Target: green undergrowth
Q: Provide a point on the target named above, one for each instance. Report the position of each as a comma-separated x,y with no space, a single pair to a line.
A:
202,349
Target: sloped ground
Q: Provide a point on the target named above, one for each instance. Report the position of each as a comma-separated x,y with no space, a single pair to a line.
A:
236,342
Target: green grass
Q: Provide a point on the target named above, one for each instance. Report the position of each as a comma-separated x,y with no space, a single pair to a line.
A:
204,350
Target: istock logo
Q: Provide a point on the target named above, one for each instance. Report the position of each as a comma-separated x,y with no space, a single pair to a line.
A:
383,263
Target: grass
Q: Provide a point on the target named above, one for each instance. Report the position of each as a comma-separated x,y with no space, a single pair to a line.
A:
---
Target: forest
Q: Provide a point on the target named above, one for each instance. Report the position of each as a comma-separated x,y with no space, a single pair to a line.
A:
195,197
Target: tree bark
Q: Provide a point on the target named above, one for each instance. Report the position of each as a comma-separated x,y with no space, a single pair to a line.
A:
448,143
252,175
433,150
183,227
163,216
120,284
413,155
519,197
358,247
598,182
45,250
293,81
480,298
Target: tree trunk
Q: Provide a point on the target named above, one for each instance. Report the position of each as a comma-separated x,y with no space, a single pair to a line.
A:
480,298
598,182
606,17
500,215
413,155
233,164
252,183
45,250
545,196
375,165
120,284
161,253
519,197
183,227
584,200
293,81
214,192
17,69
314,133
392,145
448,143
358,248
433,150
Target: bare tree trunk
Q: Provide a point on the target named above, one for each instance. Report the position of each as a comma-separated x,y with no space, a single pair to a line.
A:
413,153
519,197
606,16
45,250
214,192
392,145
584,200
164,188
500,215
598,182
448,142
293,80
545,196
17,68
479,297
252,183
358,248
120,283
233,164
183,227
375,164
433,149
* * *
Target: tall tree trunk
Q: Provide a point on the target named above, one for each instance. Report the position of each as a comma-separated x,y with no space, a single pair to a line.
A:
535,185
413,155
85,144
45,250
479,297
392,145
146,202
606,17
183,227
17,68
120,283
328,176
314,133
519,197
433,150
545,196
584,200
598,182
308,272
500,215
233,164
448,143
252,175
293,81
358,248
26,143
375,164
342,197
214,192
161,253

**Activity**
The answer must consist of each line in the entries above that includes "trunk".

**Solved exercise**
Target: tree trunk
Target: bare tree trunk
Target: tall tree trunk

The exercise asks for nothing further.